▶ TASK OBJECTIVE
Count how many lines in the rows below contain the word "white". State only that number.

▶ GIVEN RECORDS

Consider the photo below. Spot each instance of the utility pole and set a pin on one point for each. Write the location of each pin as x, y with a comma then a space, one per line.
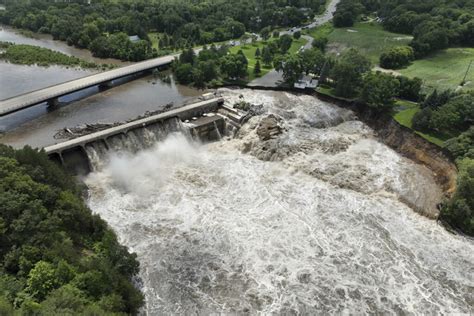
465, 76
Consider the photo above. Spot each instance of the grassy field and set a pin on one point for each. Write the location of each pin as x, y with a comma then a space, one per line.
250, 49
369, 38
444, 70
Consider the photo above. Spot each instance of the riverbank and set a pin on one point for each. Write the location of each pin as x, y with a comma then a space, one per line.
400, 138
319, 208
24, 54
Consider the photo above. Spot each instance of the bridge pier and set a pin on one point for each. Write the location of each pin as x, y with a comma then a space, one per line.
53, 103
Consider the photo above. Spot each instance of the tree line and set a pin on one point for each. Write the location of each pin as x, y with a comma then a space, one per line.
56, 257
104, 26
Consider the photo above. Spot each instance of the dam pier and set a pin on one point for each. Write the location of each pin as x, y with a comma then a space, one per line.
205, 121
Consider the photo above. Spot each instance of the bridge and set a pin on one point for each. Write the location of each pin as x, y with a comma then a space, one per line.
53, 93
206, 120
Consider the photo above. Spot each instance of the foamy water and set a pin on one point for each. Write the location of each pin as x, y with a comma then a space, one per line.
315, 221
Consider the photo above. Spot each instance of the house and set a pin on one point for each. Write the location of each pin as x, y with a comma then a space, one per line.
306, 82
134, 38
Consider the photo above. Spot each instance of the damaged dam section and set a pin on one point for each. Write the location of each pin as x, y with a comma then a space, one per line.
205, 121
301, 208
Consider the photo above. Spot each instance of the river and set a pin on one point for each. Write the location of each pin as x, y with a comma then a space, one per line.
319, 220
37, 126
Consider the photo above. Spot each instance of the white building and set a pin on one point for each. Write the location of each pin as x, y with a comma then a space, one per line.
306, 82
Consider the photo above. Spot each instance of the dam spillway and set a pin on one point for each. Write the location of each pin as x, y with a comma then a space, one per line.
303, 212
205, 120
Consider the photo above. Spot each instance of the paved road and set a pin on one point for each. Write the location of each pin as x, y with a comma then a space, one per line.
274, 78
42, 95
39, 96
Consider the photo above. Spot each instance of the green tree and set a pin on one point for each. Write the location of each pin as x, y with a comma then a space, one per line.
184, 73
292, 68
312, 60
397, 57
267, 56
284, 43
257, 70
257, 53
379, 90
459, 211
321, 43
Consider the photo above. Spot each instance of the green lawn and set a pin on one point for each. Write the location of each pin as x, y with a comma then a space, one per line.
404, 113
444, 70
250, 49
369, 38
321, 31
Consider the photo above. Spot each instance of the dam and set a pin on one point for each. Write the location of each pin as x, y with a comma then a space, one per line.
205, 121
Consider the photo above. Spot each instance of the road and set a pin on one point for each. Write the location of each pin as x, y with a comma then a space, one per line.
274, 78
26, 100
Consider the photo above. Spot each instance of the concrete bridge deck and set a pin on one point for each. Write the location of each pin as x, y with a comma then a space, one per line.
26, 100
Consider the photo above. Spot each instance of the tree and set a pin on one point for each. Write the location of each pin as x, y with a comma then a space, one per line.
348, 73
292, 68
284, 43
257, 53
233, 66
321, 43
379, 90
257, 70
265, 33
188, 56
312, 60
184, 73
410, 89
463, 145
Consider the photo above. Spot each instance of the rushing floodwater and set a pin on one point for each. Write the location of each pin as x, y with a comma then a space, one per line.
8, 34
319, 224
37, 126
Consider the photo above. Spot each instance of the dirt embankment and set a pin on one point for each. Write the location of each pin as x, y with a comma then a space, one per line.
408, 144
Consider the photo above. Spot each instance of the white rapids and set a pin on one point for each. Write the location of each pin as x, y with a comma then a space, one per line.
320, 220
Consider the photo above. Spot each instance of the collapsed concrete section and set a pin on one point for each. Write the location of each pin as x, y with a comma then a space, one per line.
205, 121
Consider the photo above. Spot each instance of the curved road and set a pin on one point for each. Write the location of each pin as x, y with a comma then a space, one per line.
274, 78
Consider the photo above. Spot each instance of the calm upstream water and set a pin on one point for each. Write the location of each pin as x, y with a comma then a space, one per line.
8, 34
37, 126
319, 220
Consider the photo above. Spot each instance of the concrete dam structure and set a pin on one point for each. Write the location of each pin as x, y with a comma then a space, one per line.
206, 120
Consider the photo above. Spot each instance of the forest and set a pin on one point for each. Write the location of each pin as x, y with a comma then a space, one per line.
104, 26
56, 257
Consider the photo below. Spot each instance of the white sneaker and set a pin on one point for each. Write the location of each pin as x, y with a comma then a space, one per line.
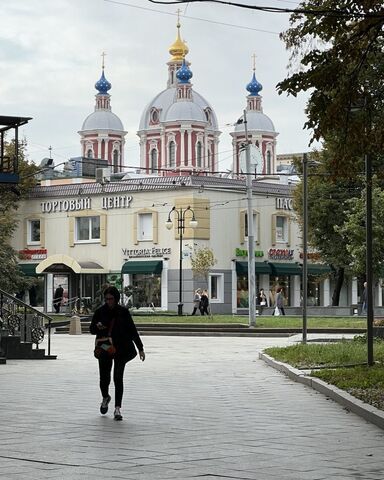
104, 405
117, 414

---

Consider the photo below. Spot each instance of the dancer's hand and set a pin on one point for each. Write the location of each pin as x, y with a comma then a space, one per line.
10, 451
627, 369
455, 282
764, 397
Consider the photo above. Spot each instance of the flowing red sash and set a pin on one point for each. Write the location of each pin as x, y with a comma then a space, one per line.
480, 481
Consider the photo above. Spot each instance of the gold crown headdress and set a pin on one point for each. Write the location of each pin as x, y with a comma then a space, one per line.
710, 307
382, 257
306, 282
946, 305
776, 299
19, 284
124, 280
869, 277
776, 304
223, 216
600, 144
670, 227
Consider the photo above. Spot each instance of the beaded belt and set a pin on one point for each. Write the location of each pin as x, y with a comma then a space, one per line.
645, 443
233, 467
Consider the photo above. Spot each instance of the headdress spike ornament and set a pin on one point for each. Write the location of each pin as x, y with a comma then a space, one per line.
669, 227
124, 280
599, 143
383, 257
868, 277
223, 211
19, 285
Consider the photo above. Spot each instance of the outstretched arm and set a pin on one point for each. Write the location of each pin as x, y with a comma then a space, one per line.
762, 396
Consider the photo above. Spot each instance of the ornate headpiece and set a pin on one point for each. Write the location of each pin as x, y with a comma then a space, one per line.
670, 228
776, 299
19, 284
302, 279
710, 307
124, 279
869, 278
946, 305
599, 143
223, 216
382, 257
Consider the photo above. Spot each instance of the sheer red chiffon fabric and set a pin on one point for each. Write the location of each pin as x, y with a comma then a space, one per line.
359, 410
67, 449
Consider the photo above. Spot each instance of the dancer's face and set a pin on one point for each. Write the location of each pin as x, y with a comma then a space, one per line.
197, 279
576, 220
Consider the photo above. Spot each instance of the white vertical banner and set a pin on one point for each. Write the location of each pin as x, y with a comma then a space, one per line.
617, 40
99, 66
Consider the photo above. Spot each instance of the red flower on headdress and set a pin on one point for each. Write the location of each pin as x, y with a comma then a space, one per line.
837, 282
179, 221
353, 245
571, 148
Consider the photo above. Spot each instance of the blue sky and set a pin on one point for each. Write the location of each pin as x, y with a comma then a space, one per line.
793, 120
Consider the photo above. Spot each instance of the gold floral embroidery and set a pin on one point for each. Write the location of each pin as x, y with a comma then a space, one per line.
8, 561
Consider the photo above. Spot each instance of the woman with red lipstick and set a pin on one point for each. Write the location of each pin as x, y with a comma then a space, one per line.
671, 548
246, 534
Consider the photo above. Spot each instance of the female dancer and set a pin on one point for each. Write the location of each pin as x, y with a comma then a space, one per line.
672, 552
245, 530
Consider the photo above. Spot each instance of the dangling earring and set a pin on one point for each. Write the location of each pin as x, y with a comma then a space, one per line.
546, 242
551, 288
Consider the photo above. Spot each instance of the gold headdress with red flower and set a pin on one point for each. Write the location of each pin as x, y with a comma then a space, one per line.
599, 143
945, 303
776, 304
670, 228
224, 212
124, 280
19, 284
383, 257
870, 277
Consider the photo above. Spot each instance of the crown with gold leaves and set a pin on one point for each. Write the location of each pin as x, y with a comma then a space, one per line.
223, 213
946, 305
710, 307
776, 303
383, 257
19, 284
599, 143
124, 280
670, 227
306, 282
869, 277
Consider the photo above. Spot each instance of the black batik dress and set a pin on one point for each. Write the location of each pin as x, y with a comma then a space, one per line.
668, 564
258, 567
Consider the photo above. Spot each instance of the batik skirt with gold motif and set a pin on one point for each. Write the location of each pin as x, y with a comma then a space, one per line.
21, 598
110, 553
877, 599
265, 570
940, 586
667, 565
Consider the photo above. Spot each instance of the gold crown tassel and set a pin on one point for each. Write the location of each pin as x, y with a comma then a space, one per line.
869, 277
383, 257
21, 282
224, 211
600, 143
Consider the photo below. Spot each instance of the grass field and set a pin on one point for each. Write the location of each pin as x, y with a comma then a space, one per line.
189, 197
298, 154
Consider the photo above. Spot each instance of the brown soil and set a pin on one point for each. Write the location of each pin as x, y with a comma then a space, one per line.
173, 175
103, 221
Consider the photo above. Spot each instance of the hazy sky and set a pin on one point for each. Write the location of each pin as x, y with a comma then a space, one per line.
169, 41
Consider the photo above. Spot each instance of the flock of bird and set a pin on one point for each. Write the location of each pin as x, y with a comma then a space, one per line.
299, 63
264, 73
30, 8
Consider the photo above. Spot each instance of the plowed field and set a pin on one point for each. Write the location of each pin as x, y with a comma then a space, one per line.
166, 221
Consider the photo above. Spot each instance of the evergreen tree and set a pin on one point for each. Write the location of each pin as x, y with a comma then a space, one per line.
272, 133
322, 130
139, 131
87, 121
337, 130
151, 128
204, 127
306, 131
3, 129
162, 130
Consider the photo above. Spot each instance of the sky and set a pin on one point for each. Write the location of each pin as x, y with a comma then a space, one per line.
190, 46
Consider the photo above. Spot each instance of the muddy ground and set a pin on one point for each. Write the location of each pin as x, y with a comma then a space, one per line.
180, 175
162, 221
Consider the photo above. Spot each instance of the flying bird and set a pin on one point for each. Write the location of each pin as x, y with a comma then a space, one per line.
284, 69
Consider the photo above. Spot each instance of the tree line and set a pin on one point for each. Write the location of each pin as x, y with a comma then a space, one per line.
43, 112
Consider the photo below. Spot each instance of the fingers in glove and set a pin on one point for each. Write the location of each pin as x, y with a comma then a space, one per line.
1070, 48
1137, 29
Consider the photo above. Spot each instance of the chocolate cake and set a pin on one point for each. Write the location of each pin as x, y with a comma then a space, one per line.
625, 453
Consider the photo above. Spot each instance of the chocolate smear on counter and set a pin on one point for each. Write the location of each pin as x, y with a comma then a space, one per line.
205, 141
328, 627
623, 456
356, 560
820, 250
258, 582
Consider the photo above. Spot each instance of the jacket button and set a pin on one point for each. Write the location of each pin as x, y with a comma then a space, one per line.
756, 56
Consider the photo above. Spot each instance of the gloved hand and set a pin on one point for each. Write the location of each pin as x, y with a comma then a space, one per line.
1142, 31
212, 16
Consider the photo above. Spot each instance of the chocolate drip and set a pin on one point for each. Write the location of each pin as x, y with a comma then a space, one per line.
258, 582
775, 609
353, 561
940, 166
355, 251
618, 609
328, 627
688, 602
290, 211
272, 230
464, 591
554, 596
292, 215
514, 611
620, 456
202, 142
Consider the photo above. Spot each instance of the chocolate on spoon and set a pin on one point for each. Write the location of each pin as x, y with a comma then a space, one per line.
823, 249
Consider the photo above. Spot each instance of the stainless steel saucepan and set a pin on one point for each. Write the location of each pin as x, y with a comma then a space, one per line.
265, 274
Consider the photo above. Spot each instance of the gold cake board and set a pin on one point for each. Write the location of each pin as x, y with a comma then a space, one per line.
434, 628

▶ ANSWER IN FULL
4